Point-per-instance localization data:
-=-=-

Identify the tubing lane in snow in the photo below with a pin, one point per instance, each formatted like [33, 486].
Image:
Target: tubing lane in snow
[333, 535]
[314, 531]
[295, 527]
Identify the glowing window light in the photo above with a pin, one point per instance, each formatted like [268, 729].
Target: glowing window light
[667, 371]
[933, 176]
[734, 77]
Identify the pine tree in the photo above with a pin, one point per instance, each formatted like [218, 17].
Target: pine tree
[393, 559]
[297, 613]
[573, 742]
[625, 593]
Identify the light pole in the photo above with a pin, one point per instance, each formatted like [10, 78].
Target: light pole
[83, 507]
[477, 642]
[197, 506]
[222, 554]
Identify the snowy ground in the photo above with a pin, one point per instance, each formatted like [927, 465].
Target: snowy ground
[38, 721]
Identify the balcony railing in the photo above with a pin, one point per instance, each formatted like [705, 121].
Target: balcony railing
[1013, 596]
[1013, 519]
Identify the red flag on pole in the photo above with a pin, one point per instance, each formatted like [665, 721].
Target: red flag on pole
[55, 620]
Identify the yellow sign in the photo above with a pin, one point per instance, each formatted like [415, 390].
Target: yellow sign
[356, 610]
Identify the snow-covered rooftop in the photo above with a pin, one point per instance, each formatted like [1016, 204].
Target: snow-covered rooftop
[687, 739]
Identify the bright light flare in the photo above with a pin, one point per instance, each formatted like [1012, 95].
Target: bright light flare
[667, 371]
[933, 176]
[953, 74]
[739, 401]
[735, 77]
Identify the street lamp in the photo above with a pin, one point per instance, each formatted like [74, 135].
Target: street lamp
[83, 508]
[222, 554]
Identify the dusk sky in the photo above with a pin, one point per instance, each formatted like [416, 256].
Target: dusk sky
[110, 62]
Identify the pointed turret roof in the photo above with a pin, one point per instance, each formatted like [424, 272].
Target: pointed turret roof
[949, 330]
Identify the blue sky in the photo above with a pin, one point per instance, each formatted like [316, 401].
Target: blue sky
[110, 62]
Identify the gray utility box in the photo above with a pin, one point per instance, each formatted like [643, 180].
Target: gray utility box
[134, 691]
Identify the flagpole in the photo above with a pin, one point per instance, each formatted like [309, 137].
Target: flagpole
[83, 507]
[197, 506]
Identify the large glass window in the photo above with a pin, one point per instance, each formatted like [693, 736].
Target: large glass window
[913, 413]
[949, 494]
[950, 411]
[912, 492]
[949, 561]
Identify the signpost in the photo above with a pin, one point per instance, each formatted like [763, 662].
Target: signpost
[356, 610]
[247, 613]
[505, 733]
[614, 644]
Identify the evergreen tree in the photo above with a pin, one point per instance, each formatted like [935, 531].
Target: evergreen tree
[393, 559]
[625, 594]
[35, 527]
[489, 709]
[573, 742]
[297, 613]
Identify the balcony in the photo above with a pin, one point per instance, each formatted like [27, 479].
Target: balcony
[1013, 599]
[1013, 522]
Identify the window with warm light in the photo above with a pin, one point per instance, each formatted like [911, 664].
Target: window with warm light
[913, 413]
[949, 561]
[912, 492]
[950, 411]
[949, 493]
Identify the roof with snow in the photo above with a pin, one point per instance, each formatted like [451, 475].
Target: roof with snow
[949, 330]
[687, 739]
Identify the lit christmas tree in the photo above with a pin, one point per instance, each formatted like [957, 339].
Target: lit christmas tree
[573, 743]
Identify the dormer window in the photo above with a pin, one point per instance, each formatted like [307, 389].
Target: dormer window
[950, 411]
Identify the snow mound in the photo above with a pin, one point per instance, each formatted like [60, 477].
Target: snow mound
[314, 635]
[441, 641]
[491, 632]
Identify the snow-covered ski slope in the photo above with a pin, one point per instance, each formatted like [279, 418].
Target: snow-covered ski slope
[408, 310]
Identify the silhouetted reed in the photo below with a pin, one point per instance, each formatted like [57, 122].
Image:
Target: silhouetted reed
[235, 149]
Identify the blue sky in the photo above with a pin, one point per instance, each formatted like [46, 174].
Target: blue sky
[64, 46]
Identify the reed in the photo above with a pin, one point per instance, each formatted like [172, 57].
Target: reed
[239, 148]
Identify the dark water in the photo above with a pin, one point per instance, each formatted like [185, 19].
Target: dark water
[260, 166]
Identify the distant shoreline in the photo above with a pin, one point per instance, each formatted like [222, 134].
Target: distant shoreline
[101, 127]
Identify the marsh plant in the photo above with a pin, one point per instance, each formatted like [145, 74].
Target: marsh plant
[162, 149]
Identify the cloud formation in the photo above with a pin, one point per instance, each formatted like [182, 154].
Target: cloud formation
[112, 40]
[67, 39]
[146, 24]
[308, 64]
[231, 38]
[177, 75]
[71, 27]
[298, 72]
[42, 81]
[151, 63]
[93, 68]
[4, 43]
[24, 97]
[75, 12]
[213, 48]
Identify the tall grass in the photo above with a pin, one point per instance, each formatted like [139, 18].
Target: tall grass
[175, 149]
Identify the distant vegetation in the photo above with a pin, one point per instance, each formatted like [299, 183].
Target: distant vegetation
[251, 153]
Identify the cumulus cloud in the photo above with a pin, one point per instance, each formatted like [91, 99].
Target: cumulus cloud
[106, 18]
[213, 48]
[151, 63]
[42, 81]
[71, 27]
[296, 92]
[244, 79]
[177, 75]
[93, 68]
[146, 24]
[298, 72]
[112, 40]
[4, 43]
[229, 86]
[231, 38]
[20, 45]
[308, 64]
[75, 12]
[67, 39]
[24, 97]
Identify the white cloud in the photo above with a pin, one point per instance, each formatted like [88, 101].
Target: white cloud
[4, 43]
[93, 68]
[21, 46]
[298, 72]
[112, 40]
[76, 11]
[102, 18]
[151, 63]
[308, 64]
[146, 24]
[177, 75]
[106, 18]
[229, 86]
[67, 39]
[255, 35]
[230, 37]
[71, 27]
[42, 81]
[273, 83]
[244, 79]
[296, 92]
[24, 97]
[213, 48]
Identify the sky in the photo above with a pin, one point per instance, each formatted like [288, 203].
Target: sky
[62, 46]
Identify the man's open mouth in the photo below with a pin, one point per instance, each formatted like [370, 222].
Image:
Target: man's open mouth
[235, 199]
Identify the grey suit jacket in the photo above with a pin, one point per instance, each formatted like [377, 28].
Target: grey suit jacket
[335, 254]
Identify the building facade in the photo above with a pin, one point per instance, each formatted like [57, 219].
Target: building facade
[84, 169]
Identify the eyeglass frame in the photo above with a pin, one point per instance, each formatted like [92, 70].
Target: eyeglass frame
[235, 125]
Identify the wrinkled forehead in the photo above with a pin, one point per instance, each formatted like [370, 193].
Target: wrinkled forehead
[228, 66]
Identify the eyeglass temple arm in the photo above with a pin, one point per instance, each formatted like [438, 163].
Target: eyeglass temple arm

-=-=-

• **Work request**: Among the records above, how many lines carry the string "temple"? Reply with the number alone.

• **Result of the exercise**: 2